__ACTIONS TO TAKE__
1. Rewrite the stretch of the explanatory note from "74. Under subsection" through "such a matter.", replacing "Commission" with "CEHR".
2. For each statement, answer yes or no on whether the explanatory note agrees with it, and quote the words that decide it. (a) The CEHR must carry out an inquiry before it can carry out an investigation. (b) Before the CEHR settles a report recording such a finding, the person concerned must be allowed at least 28 days to make written representations on a draft. (c) An unlawful act notice must specify a deadline for the first draft action plan.

__PASSAGE GIVEN__
-----

71. The provisions of clause 21 enable the CEHR to monitor crimes affecting certain communities and undertake activities to reduce crime within or affecting those communities. The CEHR can also arrange social, recreational, sporting, civic, educational or other activities designed to involve members of communities.
72. The CEHR can undertake these activities itself, or can arrange to assist or cooperate with others in making such arrangements.
Clause 22: Investigations
73. Clause 22 gives the CEHR a power to conduct investigations into persons (both natural and legal) - and requires it to do so if asked by the Secretary of State. Such an investigation may be into the commission of an unlawful act under the equality enactments, compliance with a requirement of an unlawful act notice issued under clause 23 or compliance with the terms of an agreement entered into under clause 25.
74. Under subsection (3), the Commission may only carry out an investigation under subsection (1) if it suspects that the person concerned may have committed an unlawful act. The same requirement is placed on the Secretary of State by virtue of subsection (4) before she can direct the Commission to investigate such a matter.
75. Subsection (5) provides that a belief of unlawful discrimination or harassment, sufficient to satisfy the requirement in subsection (3), may have been acquired by the CEHR in the course of an inquiry, but need not be. The CEHR may carry out an investigation without having first carried out an inquiry.
76. Subsection (6) sets out the requirements which must be met before the CEHR can settle a report which records a finding that the person concerned has: committed an unlawful act; failed to comply with a requirement imposed by an unlawful act notice under clause 23 or failed to comply with an undertaking given under clause 25. The CEHR must send the person concerned a draft of the report and allow him at least 28 days in which to make written representations and consider any representations made.
77. Schedule 2 sets out the provisions relating to terms of reference, representations, evidence, adjournments, reports and recommendations and effects of recommendations in respect of inquiries, investigation and assessments. Commentary on Schedule 2 can be found in paragraphs 314 to 320 of this Explanatory Note.
Clause 23 : Unlawful act notice
78. Clause 23 makes provision for the CEHR to issue an unlawful act notice after an investigation confirming an unlawful act had taken place.
79. Subsection (1) permits the CEHR to issue an unlawful act notice in circumstances where it has conducted an investigation and is satisfied that the party investigated has committed an unlawful act, as defined in clause 36. Under subsection (2) an unlawful act notice must set out the unlawful act and the legislative provision by virtue of which the act is unlawful. Subsection (3) requires the CEHR to include in the notice details of the appeal procedure against the notice, the scope for a subsequent investigation into the subject's compliance with the notice and the scope for the CEHR to apply to a court for an injunction under clause 26 if it thinks the unlawful act is continuing. Under subsection (4) the CEHR may include within the notice a provision requiring the recipient prepare an action plan (as provided for in clause 24) setting out how the unlawful act will cease or not be repeated. It allows the CEHR to recommend action that the person served the notice should take. Subsection (5) sets out the basis on which a person may appeal against an unlawful act notice and subsection (6) sets out the options available to a court or tribunal to affirm, annul or vary a notice or requirement under it, including the power to make an order for costs.
Clause 24: Action Plans
80. Clause 24 sets out the arrangements for an action plan that clause 23 enables the CEHR to require of a person on whom it has served an unlawful act notice.
81. Subsection (2) requires that the unlawful act notice must specify a deadline for the first draft action plan.

-----

Collected data
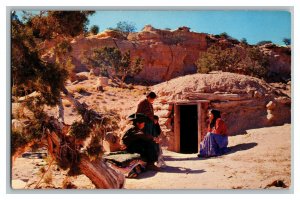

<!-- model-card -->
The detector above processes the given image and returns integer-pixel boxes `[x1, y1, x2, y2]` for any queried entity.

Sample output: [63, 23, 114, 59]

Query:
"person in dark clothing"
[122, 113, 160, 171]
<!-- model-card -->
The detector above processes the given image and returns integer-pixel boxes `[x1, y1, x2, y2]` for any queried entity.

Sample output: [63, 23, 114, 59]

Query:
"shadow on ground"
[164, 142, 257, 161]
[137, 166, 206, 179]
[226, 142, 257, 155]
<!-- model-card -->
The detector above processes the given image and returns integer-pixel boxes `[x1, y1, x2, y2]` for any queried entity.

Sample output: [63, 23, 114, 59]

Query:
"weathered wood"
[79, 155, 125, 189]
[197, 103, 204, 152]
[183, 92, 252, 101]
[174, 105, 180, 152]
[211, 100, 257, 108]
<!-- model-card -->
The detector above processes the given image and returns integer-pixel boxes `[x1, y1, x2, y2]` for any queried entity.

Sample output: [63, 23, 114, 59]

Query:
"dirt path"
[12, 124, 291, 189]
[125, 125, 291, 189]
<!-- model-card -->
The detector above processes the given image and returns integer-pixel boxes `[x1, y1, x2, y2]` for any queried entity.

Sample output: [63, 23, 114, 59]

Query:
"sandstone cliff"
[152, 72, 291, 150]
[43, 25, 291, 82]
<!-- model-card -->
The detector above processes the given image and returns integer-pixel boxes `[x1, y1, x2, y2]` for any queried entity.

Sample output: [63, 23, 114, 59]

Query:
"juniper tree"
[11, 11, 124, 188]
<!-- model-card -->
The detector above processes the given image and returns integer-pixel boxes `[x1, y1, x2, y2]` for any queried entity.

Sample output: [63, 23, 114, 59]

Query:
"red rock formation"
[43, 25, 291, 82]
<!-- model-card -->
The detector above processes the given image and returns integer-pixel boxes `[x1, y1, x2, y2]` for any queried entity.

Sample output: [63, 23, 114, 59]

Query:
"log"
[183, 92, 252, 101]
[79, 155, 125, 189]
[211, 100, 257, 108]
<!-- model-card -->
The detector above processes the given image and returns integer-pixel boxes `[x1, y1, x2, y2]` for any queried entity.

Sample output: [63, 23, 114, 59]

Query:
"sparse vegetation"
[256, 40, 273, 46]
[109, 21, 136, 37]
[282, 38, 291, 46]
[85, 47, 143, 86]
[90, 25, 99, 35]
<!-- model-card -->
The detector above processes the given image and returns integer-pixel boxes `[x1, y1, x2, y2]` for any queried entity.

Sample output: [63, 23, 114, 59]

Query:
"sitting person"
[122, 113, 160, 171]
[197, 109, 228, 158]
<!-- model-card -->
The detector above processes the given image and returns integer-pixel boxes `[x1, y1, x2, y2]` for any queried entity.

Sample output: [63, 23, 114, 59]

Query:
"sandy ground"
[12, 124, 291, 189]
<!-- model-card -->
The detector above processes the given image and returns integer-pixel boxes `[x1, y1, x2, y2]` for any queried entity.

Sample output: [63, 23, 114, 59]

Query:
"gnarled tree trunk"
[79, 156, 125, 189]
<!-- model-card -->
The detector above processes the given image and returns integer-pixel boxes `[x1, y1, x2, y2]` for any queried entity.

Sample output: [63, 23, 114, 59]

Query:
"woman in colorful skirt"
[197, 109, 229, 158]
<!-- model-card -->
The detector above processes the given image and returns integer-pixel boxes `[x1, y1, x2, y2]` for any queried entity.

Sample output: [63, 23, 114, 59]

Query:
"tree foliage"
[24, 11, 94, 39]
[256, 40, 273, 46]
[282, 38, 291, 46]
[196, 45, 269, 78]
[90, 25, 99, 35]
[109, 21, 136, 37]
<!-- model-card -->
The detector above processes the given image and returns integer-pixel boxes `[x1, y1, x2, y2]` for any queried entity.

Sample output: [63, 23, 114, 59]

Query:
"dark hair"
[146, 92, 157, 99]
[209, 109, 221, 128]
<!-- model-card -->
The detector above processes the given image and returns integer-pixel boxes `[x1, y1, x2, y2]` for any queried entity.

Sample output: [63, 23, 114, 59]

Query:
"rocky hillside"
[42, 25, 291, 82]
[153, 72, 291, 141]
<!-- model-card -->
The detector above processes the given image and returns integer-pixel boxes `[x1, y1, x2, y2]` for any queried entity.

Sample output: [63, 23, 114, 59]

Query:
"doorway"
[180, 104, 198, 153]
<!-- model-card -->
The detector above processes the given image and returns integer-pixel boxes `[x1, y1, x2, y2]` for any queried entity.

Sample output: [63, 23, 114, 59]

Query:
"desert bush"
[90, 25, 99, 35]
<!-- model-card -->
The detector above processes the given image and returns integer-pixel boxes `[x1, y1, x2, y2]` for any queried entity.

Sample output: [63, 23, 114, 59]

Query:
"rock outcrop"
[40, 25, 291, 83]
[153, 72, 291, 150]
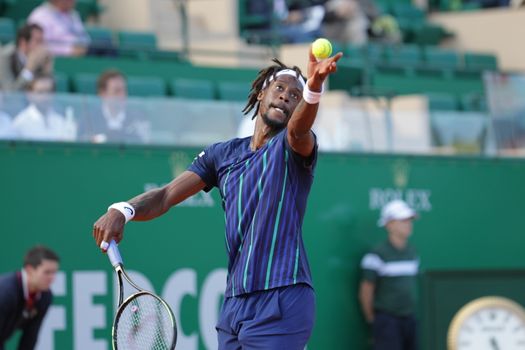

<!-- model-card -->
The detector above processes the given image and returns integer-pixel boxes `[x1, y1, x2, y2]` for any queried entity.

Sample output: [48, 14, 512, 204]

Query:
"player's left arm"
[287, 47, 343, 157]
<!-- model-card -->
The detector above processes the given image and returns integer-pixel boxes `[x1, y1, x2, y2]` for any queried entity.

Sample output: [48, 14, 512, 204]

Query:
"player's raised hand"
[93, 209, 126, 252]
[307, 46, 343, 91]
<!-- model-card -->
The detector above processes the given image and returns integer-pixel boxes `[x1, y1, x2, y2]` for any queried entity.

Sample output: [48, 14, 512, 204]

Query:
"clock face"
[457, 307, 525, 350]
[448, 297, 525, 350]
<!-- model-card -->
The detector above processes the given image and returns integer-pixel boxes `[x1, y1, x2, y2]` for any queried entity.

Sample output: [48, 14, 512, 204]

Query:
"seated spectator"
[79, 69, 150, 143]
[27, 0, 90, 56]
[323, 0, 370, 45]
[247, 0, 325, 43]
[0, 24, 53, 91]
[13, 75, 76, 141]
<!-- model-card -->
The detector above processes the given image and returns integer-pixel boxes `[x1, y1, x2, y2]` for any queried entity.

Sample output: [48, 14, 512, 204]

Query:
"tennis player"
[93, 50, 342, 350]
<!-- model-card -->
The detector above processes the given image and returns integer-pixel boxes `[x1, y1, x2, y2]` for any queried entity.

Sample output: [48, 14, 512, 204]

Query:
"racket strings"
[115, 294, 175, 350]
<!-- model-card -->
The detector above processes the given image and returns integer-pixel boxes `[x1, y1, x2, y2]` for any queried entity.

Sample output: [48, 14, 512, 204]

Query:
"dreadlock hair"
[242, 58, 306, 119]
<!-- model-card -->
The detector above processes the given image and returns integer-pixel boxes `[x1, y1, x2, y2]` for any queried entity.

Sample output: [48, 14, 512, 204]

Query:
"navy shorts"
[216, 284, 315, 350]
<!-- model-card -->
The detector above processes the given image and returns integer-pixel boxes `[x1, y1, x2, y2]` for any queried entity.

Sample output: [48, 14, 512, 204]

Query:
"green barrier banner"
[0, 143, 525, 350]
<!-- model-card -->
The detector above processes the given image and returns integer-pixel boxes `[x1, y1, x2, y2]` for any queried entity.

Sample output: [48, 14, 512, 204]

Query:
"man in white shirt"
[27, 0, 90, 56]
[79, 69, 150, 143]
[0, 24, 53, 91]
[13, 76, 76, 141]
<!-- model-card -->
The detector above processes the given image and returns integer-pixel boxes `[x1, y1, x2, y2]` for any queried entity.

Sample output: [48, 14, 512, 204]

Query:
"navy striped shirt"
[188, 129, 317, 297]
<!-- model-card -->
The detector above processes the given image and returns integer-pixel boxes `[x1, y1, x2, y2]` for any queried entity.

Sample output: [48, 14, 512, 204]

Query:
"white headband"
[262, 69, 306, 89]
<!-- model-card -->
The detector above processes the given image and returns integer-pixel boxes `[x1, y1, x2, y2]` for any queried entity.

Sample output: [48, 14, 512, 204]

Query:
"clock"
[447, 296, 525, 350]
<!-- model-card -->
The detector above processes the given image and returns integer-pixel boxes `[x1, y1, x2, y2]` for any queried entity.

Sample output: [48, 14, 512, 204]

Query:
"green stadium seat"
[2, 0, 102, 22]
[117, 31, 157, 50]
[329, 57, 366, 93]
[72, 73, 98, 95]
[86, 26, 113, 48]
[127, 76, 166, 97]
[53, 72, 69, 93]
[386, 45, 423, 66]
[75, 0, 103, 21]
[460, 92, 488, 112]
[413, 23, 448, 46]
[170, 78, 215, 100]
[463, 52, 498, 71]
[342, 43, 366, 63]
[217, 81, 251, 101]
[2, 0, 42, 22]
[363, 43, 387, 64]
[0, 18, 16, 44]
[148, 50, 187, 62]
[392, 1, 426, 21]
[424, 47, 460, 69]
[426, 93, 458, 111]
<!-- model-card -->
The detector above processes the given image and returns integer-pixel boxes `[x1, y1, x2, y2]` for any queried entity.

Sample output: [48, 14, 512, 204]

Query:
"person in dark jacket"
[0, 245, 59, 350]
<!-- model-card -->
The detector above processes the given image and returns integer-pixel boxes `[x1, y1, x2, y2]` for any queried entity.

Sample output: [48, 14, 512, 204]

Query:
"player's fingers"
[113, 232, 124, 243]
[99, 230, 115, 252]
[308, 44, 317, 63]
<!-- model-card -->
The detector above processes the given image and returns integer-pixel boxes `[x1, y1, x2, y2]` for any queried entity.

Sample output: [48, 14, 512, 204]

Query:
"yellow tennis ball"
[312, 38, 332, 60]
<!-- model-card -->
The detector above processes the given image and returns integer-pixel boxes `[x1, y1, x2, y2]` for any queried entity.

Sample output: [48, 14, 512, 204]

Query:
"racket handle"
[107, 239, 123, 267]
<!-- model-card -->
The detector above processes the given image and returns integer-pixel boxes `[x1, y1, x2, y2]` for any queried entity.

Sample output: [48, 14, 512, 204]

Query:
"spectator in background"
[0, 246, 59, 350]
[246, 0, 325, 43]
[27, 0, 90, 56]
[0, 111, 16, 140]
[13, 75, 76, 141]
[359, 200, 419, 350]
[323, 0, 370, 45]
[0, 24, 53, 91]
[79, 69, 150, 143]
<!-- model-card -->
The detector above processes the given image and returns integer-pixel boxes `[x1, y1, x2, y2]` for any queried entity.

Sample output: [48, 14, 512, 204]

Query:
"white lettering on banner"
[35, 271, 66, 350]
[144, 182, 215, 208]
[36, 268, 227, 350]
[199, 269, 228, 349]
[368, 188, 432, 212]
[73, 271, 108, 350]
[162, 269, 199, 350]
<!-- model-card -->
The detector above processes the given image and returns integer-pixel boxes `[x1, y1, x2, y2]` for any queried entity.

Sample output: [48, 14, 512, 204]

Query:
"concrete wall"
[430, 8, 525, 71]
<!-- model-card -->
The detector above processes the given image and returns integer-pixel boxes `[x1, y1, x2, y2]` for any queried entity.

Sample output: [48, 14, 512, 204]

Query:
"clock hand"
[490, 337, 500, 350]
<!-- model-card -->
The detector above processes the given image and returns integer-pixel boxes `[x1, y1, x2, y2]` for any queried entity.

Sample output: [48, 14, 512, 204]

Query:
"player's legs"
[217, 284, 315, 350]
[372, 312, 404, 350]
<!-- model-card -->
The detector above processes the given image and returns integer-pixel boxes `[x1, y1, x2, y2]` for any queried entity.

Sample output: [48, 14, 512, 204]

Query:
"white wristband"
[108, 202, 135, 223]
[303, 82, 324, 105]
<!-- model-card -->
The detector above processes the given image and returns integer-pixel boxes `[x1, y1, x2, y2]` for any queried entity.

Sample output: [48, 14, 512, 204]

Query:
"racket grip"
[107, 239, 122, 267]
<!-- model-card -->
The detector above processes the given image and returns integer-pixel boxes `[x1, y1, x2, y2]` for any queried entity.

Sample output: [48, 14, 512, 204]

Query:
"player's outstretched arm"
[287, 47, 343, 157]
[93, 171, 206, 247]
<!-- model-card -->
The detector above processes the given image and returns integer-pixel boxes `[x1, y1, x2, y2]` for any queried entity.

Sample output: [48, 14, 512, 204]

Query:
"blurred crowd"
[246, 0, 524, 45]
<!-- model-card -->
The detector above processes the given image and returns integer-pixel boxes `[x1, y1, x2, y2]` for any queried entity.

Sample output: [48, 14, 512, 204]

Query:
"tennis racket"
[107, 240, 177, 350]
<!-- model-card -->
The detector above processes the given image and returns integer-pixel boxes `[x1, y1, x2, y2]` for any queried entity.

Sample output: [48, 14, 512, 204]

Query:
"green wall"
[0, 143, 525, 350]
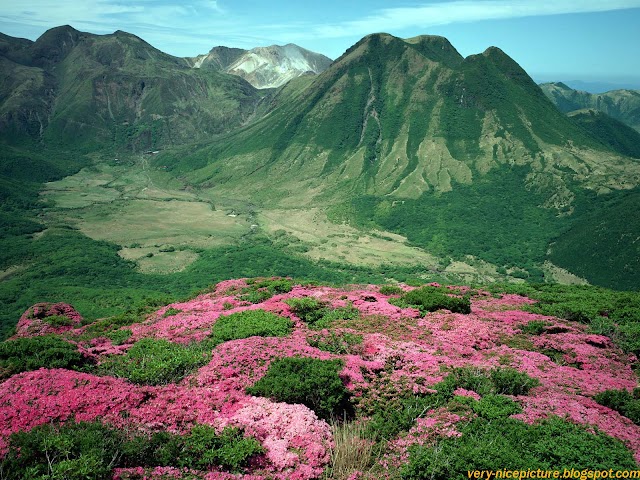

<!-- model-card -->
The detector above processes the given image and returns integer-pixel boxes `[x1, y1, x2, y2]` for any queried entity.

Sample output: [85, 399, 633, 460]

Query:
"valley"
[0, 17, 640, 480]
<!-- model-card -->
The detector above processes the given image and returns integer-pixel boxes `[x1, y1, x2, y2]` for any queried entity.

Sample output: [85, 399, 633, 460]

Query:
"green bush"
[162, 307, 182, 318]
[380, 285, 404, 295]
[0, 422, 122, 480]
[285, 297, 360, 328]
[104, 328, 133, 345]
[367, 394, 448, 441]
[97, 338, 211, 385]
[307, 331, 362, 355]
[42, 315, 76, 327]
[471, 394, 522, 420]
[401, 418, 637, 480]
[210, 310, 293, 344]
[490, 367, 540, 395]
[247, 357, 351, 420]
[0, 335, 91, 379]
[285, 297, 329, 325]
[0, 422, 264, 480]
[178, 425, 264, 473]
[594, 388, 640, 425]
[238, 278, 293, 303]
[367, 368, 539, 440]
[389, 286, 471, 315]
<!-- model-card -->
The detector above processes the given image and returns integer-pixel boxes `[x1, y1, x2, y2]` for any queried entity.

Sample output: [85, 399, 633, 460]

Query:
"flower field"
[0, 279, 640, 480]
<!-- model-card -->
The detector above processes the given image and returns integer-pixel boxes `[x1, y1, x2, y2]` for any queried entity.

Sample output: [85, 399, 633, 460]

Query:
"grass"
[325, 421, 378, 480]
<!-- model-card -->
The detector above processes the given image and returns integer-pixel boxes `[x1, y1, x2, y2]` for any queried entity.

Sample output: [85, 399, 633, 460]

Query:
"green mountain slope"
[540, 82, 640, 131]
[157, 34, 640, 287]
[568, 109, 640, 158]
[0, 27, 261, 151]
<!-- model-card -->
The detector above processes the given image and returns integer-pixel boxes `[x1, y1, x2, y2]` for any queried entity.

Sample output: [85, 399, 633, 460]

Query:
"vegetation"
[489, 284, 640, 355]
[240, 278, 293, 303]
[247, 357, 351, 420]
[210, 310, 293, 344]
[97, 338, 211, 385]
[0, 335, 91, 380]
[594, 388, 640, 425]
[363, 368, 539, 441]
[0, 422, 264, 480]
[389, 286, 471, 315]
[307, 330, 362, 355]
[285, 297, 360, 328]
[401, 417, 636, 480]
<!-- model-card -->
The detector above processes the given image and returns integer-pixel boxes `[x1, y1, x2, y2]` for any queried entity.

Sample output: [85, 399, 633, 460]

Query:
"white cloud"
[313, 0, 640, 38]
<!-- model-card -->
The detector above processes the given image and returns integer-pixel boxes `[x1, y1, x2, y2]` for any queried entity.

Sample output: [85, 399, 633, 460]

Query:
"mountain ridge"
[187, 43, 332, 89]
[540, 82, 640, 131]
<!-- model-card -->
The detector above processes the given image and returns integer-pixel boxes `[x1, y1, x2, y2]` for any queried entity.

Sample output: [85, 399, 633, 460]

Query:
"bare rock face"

-----

__THE RESULTS__
1.
74. Under subsection (3), the CEHR may only carry out an investigation under subsection (1) if it suspects that the person concerned may have committed an unlawful act. The same requirement is placed on the Secretary of State by virtue of subsection (4) before she can direct the CEHR to investigate such a matter.

2.
(a) No: "The CEHR may carry out an investigation without having first carried out an inquiry."
(b) Yes: "allow him at least 28 days in which to make written representations"
(c) Yes: "the unlawful act notice must specify a deadline for the first draft action plan"